*Trecho fornecido:*
E qual a foi a diferença em relação ao que foi feito na epidemia anterior? 

Há uma grande diferença em relação à epidemia anterior: até então a MSF era uma das poucas instituições que respondia a epidemias do ebola. Mas depois da grande epidemia, nós mesmos e a OMS treinamos várias organizações e grupos de pessoas. Por isso, há muito mais gente capacitada para responder. A OMS lançou um alerta logo após os primeiros casos no Congo, porque houve uma falha deles na grande epidemia, mas agora chegaram imediatamente no país. O alerta criou uma atenção mundial e a resposta foi imediata, enquanto no caso anterior não foi, demorou vários meses para que se começasse a lidar com a epidemia.

O ebola está longe de ser uma das doenças que mais mata no mundo. A epidemia é superestimada? 

Publicamos um livro na MSF que se chama “A Epidemia do Medo”. O número de mortes na epidemia de 2014 e 2015 foi de 11 mil, com 30 mil pessoas afetadas. Só que o ebola contêm características de uma peste, não há cura, a mortalidade é de mais de 50%, o contágio por fluidos é altíssimo. As pessoas não podem tocar em alguém que está morrendo, nem que seja sua filha, sua mãe. Não podem dar um abraço em alguém que acabou de perder um filho, perdeu o seu bebê. Situação que lembra o  livro “A Peste”, de Albert Camus. Há um pânico de se contrair a doença. Trabalhei na epidemia de ebola em Monróvia, na Libéria. É bastante chocante, uma coisa invisível. Como organização médica fazemos parte de uma guerra contra uma coisa invisível, que não temos controle. Mas se formos comparar, só em 2016 nós tratamos dois milhões e quinhentos mil casos de malária. A tuberculose no mundo mata uma pessoa a cada 18 segundos. A epidemia de AIDS tem crescido avassaladoramente. O ebola não deve ser o único foco da OMS, e não é onde está a maioria de nosso trabalho. 

Quais são os outros focos de trabalho da MSF?

*Dados:*
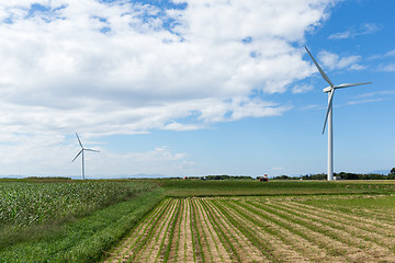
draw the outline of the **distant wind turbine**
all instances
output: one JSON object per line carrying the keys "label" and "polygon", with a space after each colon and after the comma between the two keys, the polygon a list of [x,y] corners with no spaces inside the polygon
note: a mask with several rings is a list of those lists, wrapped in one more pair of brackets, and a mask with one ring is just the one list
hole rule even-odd
{"label": "distant wind turbine", "polygon": [[370,84],[372,82],[363,82],[363,83],[343,83],[339,85],[334,85],[334,83],[330,81],[328,76],[324,72],[321,67],[318,65],[318,62],[314,59],[313,55],[309,53],[307,47],[305,46],[306,52],[313,59],[315,66],[317,67],[319,73],[323,76],[323,78],[326,80],[326,82],[329,83],[329,87],[324,89],[324,92],[328,93],[328,110],[326,112],[325,122],[324,122],[324,128],[323,134],[325,132],[325,126],[328,123],[328,181],[334,180],[334,128],[332,128],[332,100],[336,89],[343,89],[354,85],[362,85],[362,84]]}
{"label": "distant wind turbine", "polygon": [[82,144],[81,144],[81,140],[79,139],[79,137],[78,137],[78,134],[77,134],[77,133],[76,133],[76,136],[77,136],[77,139],[78,139],[79,145],[81,146],[81,150],[78,152],[78,155],[75,157],[75,159],[72,159],[72,161],[71,161],[71,162],[74,162],[74,161],[77,159],[77,157],[79,157],[79,155],[81,155],[81,153],[82,153],[82,180],[84,180],[84,160],[83,160],[83,151],[86,151],[86,150],[87,150],[87,151],[94,151],[94,152],[100,152],[100,151],[83,148],[83,146],[82,146]]}

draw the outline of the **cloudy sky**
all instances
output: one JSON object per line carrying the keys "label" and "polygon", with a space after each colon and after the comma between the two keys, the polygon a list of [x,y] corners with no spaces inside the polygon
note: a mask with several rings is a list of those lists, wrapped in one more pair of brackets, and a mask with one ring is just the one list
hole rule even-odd
{"label": "cloudy sky", "polygon": [[395,167],[393,0],[18,0],[0,3],[0,175]]}

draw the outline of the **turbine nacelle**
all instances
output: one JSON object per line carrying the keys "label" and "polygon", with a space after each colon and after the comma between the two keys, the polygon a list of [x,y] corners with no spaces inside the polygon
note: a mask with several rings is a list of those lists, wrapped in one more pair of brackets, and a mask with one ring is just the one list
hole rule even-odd
{"label": "turbine nacelle", "polygon": [[81,150],[77,153],[77,156],[72,159],[72,161],[71,162],[74,162],[81,153],[82,153],[82,180],[84,180],[84,161],[83,161],[83,151],[94,151],[94,152],[100,152],[100,151],[98,151],[98,150],[92,150],[92,149],[88,149],[88,148],[83,148],[83,146],[82,146],[82,142],[81,142],[81,140],[80,140],[80,138],[79,138],[79,136],[78,136],[78,134],[76,133],[76,136],[77,136],[77,139],[78,139],[78,144],[80,145],[80,147],[81,147]]}
{"label": "turbine nacelle", "polygon": [[334,89],[334,88],[331,88],[331,87],[327,87],[327,88],[325,88],[323,91],[324,91],[325,93],[328,93],[328,92],[330,92],[332,89]]}

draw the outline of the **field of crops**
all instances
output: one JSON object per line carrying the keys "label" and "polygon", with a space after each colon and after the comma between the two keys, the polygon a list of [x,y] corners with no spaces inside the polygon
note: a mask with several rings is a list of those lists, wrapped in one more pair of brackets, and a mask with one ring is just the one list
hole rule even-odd
{"label": "field of crops", "polygon": [[30,226],[89,214],[147,191],[154,185],[136,182],[72,181],[0,183],[0,229]]}
{"label": "field of crops", "polygon": [[106,262],[395,262],[394,195],[166,198]]}

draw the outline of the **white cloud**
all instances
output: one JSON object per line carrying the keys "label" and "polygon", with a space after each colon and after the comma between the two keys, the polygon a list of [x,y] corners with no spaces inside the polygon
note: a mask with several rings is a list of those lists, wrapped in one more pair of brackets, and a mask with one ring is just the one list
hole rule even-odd
{"label": "white cloud", "polygon": [[314,87],[309,84],[296,84],[292,88],[292,93],[300,94],[313,90]]}
{"label": "white cloud", "polygon": [[395,72],[395,64],[380,65],[377,71]]}
{"label": "white cloud", "polygon": [[318,54],[318,59],[323,61],[323,65],[330,70],[334,69],[351,69],[351,70],[361,70],[365,69],[365,66],[359,65],[358,62],[362,59],[361,56],[348,56],[339,57],[335,53],[320,52]]}
{"label": "white cloud", "polygon": [[364,23],[364,24],[361,24],[358,30],[349,28],[345,32],[338,32],[338,33],[331,34],[330,36],[328,36],[328,39],[353,38],[353,37],[360,36],[360,35],[373,34],[380,30],[381,30],[381,27],[374,23]]}
{"label": "white cloud", "polygon": [[294,43],[334,2],[3,1],[0,140],[15,142],[2,155],[33,151],[20,137],[189,130],[281,115],[290,106],[250,95],[285,92],[312,73]]}

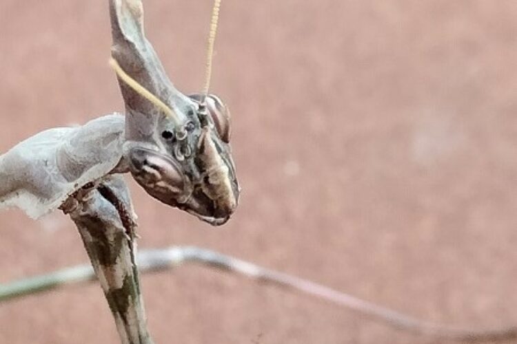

*Trabalho solicitado:*
(1) Transcreva, da entrevista sobre o ebola, a passagem de “E qual a foi” a “epidemia é superestimada?”.
(2) Prossiga a entrevista sobre o ebola a partir da última frase apresentada.

*Conjunto de respostas:*
(1)
E qual a foi a diferença em relação ao que foi feito na epidemia anterior? 

Há uma grande diferença em relação à epidemia anterior: até então a MSF era uma das poucas instituições que respondia a epidemias do ebola. Mas depois da grande epidemia, nós mesmos e a OMS treinamos várias organizações e grupos de pessoas. Por isso, há muito mais gente capacitada para responder. A OMS lançou um alerta logo após os primeiros casos no Congo, porque houve uma falha deles na grande epidemia, mas agora chegaram imediatamente no país. O alerta criou uma atenção mundial e a resposta foi imediata, enquanto no caso anterior não foi, demorou vários meses para que se começasse a lidar com a epidemia.

O ebola está longe de ser uma das doenças que mais mata no mundo. A epidemia é superestimada?

(2)
Há doenças negligenciadas, que são normalmente as que afetam populações empobrecidas, vulneráveis, que são as que mais matam no mundo. São uma grande parte de nosso trabalho. Nós trabalhamos 30% em conflitos, mas mesmo nesses conflitos, as populações se tornam vulneráveis por causa da guerra. Por exemplo, enfermidades como sarampo e difteria, que tinham desaparecido da Síria. Agora temos que fazer, às vezes sob bombardeios, campanhas de vacinação, pois as pessoas começam a morrer de doenças que estavam extintas. Mas, realmente, o ebola chama muita atenção porque causa um pânico. Mas não é a grande causa de mortalidade e de sofrimento das populações mais vulneráveis ao redor do mundo. 

E como é a atuação da MSF em relação às outras doenças?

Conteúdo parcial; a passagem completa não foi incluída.